# Enunciado A:
No texto sobre desaparecimentos forçados na Colômbia, quantas pessoas desaparecidas a Ouvidoria contabiliza?
# Enunciado B:
Copie, por favor, o trecho do texto sobre desaparecimentos forçados na Colômbia que vai de "Os jovens que" a "faltam 262 pessoas.".

# Texto para leitura:
►
O desaparecimento existe quando a polícia encobre e disfarça, negando informação sobre o paradeiro da pessoa ao advogado ou familiar. E o escondem. Nesse momento, pela norma internacional e pelo Código Penal colombiano há desaparição forçada. Ainda que no outro dia ou em alguns dias a pessoa apareça.

Os jovens que foram encontrados apareceram bastante surrados, espancados, com evidentes sinais de tortura e sevícias. Nesse momento, de acordo com a Ouvidoria, temos uma quantidade de 134 pessoas desaparecidas. Na nossa lista somente apareceram 94 dos 356. Portanto, ainda faltam 262 pessoas.

A diferença de números com a Ouvidoria é, provavelmente, porque há pessoas que aparecem e não somos informados. Então precisamos entrar em contato e chamar cada uma das famílias para ver qual é a situação. E o outro problema é que houve mudanças e, atualmente, o ouvidor faz parte do governo, do partido do governo [Centro Democrático, do presidente Iván Duque e liderado pelo ex-presidente Álvaro Uribe], não havendo, portanto, nenhuma confiança por parte das organizações sociais, nem das organizações defensoras de direitos humanos, nos números apresentados.

O fato é que não está sendo repassado à Ouvidoria grande parte do que está ocorrendo, porque ela também está ocultando muitos dados. Da mesma forma que a Promotoria.

Dessa forma, os familiares ficaram sós, muitas vezes apenas com as organizações de direitos humanos da localidade, da região. A partir de Bogotá, estamos chamando permanentemente para que as organizações contatem os familiares. Estes são os problemas.
◄
# Dados:
►
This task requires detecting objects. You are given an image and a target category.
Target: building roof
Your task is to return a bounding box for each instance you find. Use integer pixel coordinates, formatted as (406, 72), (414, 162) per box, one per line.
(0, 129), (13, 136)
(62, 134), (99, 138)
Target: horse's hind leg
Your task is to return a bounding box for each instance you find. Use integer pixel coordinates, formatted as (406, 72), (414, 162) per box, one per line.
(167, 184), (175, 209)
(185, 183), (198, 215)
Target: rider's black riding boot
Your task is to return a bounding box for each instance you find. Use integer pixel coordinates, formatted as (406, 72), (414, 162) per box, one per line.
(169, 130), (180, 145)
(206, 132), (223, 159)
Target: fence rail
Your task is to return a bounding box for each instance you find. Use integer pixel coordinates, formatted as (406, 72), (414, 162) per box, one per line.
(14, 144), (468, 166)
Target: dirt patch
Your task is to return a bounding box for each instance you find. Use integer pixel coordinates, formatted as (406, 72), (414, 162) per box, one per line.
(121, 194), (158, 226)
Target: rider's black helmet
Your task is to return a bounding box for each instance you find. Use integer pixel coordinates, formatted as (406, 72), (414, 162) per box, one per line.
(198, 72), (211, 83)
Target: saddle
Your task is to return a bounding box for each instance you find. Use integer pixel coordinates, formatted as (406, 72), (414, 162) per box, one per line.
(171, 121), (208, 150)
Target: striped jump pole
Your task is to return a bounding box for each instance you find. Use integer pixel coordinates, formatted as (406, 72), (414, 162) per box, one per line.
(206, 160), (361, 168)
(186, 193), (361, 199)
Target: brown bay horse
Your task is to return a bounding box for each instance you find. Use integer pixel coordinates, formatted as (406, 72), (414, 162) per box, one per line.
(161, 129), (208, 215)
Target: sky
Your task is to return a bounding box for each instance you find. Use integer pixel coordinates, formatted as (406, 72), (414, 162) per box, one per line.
◄
# Resposta escrita A:
134 pessoas.

# Resposta escrita B:
Os jovens que foram encontrados apareceram bastante surrados, espancados, com evidentes sinais de tortura e sevícias. Nesse momento, de acordo com a Ouvidoria, temos uma quantidade de 134 pessoas desaparecidas. Na nossa lista somente apareceram 94 dos 356. Portanto, ainda faltam 262 pessoas.